A Constituição da República Portuguesa de 1976 estabelece a autonomização da responsabilidade do estado e outras entidades públicas da responsabilidade dos seus funcionários e agentes. Atualmente, decorre do artigo 22º da CRP que o Estado e demais entidades públicas respondem de forma solidária com os seus funcionários e agentes pelos atos e omissões praticados no exercício das suas funções das quais resulte violação dos direitos, liberdades e garantias ou prejuízo para outrem. Diversos Decretos-Lei posteriores estabelecem o regime da responsabilidade civil administrativa, tendo como base a distinção entre responsabilidade pessoal e responsabilidade funcional. Nesse âmbito, podemos concluir que a responsabilidade funcional remete para os danos emergentes de atos negligentes , em que opera ou não o direito de regresso , por parte da pessoa pública, consoante se trate de negligência grave ou leve. Isto decorre do artigo 2º/1 do Decreto-Lei 48 051. Quanto à responsabilidade pessoal, decorre do artigo 3º/1 do mesmo diploma que a mesma remete para danos resultantes de actos dos titulares dos órgãos ou agentes que excedam o limites das funções ou de actos praticados dolosamente, sendo que, neste último caso, funciona a responsabilidade solidária da pessoa colectiva pública.
Segue-se a importante reforma do Contencioso Administrativo, de 2002/2003 que estabelece a remissão do tratamento de todas as questões de responsabilidade civil administrativa para os Tribunais Administrativos, através da ação administrativa comum. Foi, portanto, reconhecida a competência para conhecer da responsabilidade civil contratual administrativa aos Tribunais Administrativos. Semelhante solução foi adotada relativamente à responsabilidade civil extracontratual das pessoas coletivas de direito público e da responsabilidade civil extracontratual dos sujeitos privados aos quais seja aplicável o regime jurídico do Estado.

______________________________

# EXERCÍCIOS:
1 – Responda às perguntas sobre o texto acerca da responsabilidade civil administrativa:
(a) Qual artigo da CRP estabelece a responsabilidade solidária do Estado e das demais entidades públicas com os seus funcionários e agentes?
(b) Na responsabilidade funcional, de que depende que opere ou não o direito de regresso?
(c) Para que tribunais a reforma do Contencioso Administrativo de 2002/2003 remete as questões de responsabilidade civil administrativa, e por meio de que ação?
2 – Escreva a continuação do texto sobre a responsabilidade civil administrativa a partir da última frase.

(Itens de dados)
______________________________

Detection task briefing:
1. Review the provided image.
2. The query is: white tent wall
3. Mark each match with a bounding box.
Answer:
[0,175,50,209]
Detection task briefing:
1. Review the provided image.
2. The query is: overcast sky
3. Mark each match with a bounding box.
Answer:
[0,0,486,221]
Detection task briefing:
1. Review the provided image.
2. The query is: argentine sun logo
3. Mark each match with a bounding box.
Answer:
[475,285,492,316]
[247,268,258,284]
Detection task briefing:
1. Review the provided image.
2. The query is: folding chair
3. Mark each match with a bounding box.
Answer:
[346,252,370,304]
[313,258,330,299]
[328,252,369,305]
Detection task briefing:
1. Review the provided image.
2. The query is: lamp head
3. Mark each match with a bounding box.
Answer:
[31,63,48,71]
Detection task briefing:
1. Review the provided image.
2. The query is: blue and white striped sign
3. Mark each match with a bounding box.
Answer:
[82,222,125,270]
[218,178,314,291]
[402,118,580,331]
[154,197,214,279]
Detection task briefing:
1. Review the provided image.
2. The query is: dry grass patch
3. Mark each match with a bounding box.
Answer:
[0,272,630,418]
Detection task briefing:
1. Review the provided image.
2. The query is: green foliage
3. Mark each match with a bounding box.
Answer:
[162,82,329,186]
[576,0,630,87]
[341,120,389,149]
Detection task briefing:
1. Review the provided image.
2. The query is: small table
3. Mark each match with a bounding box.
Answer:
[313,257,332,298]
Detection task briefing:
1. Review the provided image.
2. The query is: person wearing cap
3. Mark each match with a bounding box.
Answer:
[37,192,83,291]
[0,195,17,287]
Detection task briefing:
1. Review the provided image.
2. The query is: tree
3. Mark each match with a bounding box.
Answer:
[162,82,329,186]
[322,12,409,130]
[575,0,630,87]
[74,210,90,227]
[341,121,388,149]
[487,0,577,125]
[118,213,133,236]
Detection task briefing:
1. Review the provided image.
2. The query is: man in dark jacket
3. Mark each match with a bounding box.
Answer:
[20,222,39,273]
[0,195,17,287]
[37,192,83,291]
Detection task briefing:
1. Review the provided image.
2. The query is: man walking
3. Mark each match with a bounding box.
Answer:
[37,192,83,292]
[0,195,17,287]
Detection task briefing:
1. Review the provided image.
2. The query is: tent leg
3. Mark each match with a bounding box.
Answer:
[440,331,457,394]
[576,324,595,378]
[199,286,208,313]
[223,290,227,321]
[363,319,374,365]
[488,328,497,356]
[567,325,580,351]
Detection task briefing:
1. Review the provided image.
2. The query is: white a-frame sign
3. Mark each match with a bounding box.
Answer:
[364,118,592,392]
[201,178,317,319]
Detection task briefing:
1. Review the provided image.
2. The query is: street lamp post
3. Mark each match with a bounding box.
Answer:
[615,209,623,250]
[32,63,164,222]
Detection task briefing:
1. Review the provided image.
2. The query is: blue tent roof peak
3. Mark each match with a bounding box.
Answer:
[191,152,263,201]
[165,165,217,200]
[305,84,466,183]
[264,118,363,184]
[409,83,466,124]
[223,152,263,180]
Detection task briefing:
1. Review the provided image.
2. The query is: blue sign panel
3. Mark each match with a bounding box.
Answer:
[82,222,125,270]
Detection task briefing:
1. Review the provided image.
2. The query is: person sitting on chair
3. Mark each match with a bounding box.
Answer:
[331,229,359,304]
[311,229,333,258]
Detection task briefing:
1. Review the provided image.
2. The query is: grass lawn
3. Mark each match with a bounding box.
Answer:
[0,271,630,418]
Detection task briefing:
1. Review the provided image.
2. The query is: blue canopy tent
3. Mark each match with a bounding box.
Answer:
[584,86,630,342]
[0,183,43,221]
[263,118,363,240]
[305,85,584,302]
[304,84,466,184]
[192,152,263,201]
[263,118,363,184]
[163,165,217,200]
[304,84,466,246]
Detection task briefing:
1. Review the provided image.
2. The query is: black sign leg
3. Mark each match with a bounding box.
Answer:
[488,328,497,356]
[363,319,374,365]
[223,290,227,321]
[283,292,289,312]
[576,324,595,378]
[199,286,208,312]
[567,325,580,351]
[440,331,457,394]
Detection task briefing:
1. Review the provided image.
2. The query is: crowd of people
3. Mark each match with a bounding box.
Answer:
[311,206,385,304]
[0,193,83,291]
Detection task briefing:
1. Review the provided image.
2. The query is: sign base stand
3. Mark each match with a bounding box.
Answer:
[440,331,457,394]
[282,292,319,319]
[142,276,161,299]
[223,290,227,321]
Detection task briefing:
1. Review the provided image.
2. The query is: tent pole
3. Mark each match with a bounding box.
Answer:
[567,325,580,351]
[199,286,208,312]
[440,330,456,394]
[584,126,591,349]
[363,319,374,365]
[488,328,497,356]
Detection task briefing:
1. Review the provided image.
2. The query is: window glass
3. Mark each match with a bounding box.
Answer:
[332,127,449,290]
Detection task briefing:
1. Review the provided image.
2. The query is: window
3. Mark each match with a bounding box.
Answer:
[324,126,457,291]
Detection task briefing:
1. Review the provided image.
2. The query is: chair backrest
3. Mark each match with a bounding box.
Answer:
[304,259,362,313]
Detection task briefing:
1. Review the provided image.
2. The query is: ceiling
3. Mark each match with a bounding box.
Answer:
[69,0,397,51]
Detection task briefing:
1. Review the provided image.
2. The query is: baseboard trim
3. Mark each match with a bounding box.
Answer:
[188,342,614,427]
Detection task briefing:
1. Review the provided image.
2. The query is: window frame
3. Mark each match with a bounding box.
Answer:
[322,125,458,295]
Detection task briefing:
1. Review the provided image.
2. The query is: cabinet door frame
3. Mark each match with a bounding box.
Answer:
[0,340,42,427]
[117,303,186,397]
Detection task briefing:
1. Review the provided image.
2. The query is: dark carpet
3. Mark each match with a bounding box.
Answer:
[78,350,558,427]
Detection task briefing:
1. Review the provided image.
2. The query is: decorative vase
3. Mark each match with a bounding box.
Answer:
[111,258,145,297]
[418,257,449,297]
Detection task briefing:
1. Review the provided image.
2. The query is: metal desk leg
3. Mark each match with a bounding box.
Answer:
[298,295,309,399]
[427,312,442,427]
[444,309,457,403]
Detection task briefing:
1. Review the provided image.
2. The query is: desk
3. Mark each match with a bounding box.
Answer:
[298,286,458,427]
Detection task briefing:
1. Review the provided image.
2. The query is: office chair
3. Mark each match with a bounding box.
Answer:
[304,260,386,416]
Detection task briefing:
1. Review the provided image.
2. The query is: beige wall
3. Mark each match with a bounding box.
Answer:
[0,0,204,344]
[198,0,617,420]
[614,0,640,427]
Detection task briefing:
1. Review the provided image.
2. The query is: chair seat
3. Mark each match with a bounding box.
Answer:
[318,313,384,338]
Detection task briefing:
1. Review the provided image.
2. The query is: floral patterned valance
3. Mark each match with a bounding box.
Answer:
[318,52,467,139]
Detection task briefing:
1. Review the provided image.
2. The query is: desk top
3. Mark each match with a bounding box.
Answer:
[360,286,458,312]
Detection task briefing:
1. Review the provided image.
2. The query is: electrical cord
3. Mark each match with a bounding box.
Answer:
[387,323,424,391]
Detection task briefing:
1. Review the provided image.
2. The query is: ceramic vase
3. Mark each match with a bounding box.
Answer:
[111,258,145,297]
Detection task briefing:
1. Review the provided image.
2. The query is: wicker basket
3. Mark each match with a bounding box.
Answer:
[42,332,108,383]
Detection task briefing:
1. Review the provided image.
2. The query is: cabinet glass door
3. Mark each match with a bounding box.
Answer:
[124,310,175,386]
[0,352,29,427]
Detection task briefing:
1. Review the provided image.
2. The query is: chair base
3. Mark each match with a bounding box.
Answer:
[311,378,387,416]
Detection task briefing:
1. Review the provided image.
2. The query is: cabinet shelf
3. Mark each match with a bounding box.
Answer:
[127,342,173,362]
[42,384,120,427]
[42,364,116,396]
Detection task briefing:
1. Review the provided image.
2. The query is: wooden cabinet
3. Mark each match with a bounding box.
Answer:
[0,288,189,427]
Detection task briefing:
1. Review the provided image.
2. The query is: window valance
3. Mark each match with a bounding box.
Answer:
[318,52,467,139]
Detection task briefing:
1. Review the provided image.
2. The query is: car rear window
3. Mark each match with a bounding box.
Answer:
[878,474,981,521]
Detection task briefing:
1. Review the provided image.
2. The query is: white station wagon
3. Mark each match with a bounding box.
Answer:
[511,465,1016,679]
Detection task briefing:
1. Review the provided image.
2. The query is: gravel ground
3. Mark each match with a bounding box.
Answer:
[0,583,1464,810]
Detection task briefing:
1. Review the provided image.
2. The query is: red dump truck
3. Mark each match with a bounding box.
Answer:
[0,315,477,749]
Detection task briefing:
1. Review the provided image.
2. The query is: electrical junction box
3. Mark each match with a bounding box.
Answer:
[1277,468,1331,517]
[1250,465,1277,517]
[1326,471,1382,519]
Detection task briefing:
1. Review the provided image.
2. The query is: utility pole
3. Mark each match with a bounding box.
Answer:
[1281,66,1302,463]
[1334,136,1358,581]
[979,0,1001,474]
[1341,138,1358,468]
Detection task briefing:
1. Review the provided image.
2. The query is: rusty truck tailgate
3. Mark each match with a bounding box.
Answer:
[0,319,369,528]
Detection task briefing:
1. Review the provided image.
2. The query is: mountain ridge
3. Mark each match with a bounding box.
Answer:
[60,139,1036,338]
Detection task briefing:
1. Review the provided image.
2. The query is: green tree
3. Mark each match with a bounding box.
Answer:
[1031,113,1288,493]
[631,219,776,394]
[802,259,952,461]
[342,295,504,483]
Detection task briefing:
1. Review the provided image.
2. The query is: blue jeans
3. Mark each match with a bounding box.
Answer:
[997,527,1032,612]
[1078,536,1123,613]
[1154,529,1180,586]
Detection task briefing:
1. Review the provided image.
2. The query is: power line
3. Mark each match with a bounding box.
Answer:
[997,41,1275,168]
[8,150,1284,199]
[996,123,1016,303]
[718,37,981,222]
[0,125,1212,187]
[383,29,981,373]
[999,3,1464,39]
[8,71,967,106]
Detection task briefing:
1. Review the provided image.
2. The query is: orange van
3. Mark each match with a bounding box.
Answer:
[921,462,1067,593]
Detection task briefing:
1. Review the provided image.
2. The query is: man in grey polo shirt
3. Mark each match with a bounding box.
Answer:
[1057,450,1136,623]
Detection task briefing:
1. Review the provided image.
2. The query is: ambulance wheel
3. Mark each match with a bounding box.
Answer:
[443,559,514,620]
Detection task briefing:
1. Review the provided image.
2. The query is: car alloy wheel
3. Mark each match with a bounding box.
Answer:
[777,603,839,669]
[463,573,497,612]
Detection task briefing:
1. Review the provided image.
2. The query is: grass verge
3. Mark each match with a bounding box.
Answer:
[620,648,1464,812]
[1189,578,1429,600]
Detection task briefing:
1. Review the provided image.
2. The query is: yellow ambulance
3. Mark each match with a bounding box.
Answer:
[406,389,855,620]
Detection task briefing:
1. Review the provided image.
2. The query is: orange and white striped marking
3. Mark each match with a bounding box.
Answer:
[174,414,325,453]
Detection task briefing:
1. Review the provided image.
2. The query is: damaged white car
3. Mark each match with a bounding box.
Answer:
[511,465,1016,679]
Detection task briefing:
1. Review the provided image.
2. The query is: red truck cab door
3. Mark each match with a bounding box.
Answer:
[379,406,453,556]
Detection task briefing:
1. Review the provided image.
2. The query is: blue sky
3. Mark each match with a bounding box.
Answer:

______________________________

# RESPOSTAS:
1 –
(a) O artigo 22º da CRP.
(b) De se tratar de negligência grave ou leve.
(c) Para os Tribunais Administrativos, por meio da ação administrativa comum.

2 –
Mais tarde, surge a Lei nº 67/2007, de 31 de Dezembro com os objetivos de aproximar o quadro normativo existente da jurisprudência dos tribunais administrativos e de cumprir a obrigação de transpor diretivas comunitárias relativas à responsabilidade pré-contratual.
Em suma, é relevante atentar na distinção entre responsabilidade civil da Administração Pública e responsabilidade civil dos seus agentes. Por um lado, os tribunais competentes para decidir sobre cada uma delas são os mesmos, assim como o modo processual. Contudo, num plano substantivo é ainda importante fazer a distinção entre as duas figuras. A responsabilidade civil resultante do exercício de atos de gestão privada resulta do artigo 501º do Código Civil, enquanto que a responsabilidade civil emergente da atividade administrativa é regulada através do CCP e do RCEEP.

A conceção atual é, portanto, fruto de uma longa e difícil evolução, tendo em conta que devido a fatores políticos, sociais e jurídicos, a responsabilização do Estado foi por vezes impensável. Atualmente, o Estado é responsável. Logo, a Administração Pública é responsável.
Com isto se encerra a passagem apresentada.